▶ [DATA SHOWN]:
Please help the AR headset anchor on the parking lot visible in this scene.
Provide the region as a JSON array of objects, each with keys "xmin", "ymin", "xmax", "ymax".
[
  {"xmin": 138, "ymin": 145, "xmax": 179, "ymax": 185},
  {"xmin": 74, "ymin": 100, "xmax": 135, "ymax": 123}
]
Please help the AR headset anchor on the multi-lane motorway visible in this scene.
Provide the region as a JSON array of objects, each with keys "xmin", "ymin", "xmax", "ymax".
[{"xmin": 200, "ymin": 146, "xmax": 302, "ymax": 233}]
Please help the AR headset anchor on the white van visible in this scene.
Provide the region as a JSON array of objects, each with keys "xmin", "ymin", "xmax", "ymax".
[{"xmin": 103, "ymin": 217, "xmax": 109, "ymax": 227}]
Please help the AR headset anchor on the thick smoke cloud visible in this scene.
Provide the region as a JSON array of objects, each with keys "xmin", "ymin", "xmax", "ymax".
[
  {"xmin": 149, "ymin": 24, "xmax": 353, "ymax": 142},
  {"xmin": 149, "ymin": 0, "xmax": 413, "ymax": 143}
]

▶ [REQUIRED WORK]: The records above should be printed in full, exactly as they appear.

▶ [EXPECTED OUTPUT]:
Please help the AR headset anchor on the parking lot visible in this scene.
Provide the region as a JSON array of objects, each with keys "xmin", "ymin", "xmax", "ymax".
[
  {"xmin": 138, "ymin": 145, "xmax": 179, "ymax": 185},
  {"xmin": 74, "ymin": 100, "xmax": 135, "ymax": 123}
]
Please help the AR headset anchor on the multi-lane motorway visible in this scene.
Provide the region as a JSON array of objects, each with keys "xmin", "ymin", "xmax", "ymax".
[{"xmin": 200, "ymin": 146, "xmax": 302, "ymax": 233}]
Please help the AR headset anchor on the white van visible in this scene.
Provide the region as a JSON array of objects, each with keys "xmin", "ymin", "xmax", "ymax".
[{"xmin": 103, "ymin": 217, "xmax": 109, "ymax": 227}]
Please help the AR headset anchor on the thick smoke cloud visible in this scene.
Provide the region as a JSON array of objects, each with keys "xmin", "ymin", "xmax", "ymax".
[
  {"xmin": 149, "ymin": 24, "xmax": 353, "ymax": 142},
  {"xmin": 149, "ymin": 0, "xmax": 413, "ymax": 143}
]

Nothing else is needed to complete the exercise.